> _EXERCISE BRIEF_: Reproduce only this part of the listing: the line with "Each instance of the spiky", plus every line after it through the last.

> _RECORD EXTRACTS_:
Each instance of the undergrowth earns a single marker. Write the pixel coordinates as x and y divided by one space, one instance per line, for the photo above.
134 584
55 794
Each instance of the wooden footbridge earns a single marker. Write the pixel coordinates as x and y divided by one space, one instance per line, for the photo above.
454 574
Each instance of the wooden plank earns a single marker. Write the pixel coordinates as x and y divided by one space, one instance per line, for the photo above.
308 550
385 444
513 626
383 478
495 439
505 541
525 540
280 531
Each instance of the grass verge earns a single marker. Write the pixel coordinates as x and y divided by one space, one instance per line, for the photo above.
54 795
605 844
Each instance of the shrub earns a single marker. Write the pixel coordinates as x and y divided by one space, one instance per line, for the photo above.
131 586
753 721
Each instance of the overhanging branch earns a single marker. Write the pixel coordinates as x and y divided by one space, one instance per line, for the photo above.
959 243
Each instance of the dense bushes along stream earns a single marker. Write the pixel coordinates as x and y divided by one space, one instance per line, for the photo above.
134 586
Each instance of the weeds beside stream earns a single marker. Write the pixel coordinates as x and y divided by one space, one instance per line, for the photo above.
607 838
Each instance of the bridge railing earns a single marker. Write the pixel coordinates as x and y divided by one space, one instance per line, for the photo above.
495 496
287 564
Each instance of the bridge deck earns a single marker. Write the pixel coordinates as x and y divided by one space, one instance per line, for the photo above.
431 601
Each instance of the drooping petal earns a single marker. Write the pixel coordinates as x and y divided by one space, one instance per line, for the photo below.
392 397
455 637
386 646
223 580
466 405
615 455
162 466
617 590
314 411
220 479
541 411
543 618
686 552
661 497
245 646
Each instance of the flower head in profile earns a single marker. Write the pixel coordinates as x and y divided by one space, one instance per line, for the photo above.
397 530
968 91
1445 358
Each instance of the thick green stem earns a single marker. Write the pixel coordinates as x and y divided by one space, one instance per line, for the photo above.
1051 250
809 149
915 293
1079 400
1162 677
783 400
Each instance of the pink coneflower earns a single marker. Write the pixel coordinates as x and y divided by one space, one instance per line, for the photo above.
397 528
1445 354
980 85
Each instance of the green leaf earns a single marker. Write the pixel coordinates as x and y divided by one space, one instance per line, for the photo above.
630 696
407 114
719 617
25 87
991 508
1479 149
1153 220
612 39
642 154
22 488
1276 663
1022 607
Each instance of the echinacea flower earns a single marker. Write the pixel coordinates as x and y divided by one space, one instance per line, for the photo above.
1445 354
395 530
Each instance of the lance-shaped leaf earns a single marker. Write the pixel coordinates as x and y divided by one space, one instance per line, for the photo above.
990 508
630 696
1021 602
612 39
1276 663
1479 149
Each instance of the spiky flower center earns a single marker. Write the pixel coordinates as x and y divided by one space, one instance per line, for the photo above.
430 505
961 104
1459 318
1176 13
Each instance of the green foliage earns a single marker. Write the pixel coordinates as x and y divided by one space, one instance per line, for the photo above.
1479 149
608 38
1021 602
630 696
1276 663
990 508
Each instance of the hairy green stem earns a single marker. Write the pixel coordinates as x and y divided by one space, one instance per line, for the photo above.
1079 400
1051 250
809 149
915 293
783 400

> _ANSWER IN FULL_:
Each instance of the spiky flower center earns a single marker. Write the pixel coordinates as x and y divided by one space, one instance per line, for the photo above.
430 505
961 104
1459 318
1176 13
Each instance of the green foliage earns a single marker. Write the pixel coordinates as x and y divided by one space, one instance per line, for the photo above.
1479 149
608 38
1021 602
630 696
1276 663
990 508
Each instance of the hairy green stem earns a single marker. Write the pixel coordinates as x and y divided by one space, one instance per line, for the photo above.
1079 400
1051 250
809 149
915 293
783 400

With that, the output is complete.